WHAT IS EXPECTED :: Reproduce only the stretch from the line containing "the concrete walkway" through the line containing "the black porch", substituting "annotation map" for "passing-network plot" throughout and leaving everything else unchanged.

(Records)
>>
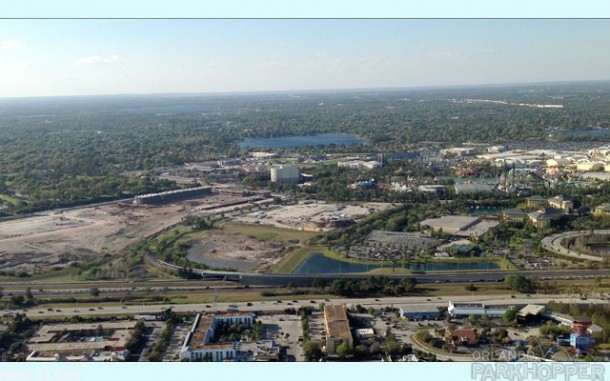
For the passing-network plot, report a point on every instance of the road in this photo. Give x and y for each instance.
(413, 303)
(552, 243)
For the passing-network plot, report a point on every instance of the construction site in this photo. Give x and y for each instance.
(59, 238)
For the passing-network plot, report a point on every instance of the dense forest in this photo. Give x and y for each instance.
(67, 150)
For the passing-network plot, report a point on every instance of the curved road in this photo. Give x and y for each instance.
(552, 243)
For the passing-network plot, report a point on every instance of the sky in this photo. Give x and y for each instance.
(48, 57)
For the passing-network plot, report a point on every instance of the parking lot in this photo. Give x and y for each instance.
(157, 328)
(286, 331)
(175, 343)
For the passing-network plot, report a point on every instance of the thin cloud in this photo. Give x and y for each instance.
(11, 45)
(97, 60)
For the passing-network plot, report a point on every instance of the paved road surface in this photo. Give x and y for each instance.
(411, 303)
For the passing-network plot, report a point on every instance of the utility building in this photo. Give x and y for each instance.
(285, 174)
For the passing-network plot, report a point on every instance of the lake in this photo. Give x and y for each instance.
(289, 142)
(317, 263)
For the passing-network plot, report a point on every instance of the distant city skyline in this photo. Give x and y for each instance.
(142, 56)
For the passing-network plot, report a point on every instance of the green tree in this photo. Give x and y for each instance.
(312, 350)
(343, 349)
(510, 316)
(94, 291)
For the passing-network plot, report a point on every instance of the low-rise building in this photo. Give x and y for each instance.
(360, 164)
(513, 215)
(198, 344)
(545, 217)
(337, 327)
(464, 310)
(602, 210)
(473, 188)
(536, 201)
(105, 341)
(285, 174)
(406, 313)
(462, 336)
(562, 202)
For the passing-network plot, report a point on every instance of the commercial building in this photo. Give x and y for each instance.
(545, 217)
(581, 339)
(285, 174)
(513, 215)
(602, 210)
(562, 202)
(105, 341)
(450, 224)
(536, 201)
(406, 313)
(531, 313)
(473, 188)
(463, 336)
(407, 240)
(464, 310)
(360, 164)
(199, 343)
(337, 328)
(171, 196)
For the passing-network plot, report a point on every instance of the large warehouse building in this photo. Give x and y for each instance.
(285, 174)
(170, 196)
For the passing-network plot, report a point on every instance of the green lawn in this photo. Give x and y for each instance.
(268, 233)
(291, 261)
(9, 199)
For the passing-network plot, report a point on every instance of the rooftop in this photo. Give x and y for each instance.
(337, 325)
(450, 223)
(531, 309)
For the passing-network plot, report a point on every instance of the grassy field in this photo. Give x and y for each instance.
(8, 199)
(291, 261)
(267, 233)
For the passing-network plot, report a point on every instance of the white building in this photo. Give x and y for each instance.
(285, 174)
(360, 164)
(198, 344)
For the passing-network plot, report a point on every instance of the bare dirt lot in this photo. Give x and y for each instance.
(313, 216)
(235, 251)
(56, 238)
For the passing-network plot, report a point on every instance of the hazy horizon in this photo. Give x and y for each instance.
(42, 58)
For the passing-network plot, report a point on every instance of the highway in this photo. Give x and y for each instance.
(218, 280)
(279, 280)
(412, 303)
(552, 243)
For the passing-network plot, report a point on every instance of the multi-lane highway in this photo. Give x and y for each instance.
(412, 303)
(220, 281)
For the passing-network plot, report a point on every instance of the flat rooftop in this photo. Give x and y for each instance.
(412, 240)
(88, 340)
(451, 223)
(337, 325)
<<
>>
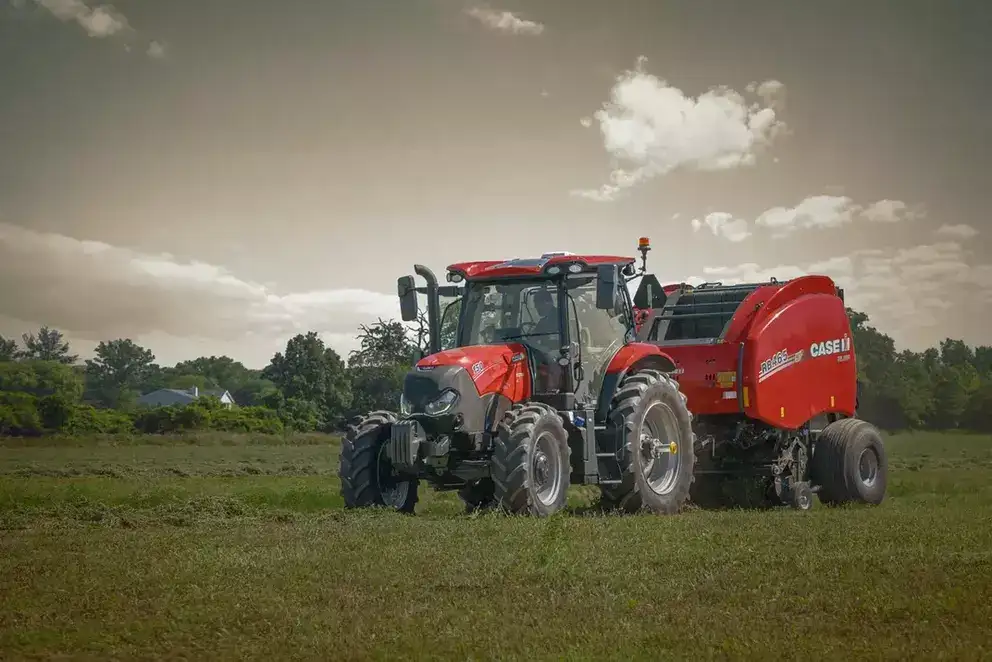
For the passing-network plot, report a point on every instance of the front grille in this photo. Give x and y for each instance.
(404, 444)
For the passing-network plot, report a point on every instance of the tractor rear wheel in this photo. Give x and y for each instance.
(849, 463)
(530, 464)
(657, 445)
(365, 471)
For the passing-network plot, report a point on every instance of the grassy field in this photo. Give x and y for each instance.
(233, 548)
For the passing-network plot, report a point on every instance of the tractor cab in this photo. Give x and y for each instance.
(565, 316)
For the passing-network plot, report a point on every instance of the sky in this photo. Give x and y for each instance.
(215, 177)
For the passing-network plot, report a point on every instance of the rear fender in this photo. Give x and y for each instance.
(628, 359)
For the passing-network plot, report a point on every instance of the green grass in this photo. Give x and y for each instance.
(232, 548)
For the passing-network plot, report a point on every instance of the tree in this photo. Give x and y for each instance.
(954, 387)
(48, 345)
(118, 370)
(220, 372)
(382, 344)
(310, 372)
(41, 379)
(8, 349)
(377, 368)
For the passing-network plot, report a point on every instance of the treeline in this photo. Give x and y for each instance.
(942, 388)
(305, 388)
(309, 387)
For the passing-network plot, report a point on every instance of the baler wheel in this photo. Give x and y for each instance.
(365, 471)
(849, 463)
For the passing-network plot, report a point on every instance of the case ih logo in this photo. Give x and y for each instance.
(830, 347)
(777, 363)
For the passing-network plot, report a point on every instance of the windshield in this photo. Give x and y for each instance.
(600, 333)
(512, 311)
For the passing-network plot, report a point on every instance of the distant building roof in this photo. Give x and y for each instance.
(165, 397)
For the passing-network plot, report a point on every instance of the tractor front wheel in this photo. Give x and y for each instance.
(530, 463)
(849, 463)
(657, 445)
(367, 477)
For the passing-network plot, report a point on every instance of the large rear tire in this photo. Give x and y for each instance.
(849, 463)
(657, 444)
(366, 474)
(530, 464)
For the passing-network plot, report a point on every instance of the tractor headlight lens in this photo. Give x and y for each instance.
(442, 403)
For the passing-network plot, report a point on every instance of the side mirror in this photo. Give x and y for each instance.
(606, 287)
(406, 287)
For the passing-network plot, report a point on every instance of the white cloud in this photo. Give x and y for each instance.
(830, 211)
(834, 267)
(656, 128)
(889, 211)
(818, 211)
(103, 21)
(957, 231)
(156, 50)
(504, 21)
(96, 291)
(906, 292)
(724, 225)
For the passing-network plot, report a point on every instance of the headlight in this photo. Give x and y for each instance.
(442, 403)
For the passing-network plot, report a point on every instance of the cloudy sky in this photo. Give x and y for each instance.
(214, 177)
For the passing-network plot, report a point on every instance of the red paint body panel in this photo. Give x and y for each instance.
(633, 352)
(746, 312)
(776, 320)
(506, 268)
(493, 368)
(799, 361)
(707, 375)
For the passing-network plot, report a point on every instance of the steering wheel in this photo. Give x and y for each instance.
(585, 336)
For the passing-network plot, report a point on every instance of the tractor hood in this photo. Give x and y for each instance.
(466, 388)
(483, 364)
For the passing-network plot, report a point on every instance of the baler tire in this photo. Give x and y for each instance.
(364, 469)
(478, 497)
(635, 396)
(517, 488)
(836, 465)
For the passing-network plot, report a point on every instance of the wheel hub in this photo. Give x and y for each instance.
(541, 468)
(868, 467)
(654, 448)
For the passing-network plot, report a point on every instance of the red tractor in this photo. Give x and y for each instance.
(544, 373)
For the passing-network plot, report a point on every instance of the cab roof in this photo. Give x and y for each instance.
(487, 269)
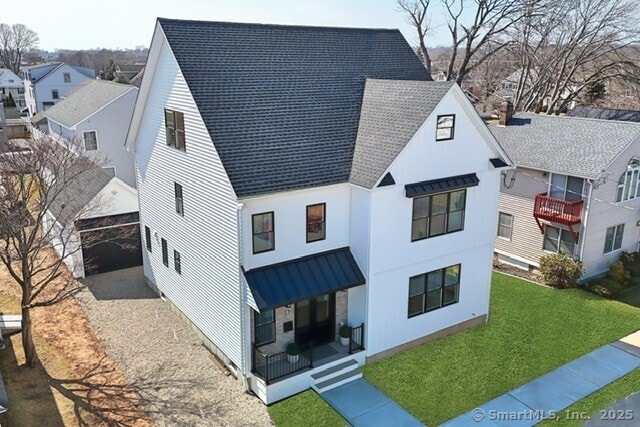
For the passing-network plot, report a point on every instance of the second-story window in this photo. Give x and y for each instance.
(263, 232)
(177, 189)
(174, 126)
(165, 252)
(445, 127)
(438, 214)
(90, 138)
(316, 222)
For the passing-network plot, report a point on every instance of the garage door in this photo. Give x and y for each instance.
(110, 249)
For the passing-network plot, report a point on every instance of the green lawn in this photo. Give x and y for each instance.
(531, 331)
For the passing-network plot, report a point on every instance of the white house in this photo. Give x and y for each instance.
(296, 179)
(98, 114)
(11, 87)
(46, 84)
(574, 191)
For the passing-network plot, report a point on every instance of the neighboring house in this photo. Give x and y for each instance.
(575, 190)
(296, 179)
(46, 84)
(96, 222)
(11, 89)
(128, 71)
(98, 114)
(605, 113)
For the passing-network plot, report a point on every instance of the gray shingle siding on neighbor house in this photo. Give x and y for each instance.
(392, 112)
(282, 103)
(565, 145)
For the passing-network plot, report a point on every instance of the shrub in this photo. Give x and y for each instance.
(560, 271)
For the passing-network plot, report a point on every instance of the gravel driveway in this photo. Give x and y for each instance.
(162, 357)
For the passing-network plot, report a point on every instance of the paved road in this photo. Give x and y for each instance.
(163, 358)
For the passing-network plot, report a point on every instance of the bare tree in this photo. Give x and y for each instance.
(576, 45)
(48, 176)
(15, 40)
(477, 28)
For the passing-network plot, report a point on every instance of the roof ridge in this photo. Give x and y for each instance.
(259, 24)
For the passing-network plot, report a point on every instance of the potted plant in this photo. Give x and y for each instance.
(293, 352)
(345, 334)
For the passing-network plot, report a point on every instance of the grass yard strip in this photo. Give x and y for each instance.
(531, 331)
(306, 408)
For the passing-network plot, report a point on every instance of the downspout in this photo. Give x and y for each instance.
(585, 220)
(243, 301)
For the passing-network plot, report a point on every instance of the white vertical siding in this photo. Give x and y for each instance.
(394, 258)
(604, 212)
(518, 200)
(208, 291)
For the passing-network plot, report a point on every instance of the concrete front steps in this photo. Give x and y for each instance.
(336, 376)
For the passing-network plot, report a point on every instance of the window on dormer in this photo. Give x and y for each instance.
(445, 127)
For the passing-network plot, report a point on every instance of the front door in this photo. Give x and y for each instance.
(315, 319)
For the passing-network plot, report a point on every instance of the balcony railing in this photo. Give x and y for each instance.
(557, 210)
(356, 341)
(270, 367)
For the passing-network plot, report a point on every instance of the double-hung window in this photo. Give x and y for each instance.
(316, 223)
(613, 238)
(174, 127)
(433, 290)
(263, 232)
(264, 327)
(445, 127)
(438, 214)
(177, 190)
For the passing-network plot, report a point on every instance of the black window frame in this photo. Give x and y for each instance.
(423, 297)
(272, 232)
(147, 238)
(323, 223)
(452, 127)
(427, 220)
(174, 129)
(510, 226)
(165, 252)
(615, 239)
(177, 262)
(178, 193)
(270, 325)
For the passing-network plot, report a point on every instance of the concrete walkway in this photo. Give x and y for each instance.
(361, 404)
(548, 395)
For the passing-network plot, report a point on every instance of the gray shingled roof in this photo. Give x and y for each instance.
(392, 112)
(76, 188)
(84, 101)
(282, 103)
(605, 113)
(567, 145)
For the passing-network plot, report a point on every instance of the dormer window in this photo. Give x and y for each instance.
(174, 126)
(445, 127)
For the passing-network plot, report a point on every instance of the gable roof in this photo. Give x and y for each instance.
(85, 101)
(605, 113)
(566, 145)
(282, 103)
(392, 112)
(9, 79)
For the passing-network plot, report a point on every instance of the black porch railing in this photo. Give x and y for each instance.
<<
OUTPUT OF THE TASK ::
For the annotation map, report a point on every instance of the concrete walkway in this photo. Give x and y for each instance.
(361, 404)
(548, 395)
For the annotation map, report a point on every instance of the gray shingled roof in this photo. Give x and y for each instance.
(392, 112)
(76, 188)
(84, 101)
(282, 103)
(605, 113)
(567, 145)
For the annotation map, report a point on every instance of the dormer window in this photo. Give x and y for each instance.
(174, 126)
(445, 127)
For the annotation map, report a point on every instance of the gable roof in this photo. Give x and y for each instance.
(85, 101)
(605, 113)
(566, 145)
(282, 103)
(392, 112)
(9, 79)
For the annotation map, report a point on every instance of the black porch railing in this photo. Give x and y for each instance.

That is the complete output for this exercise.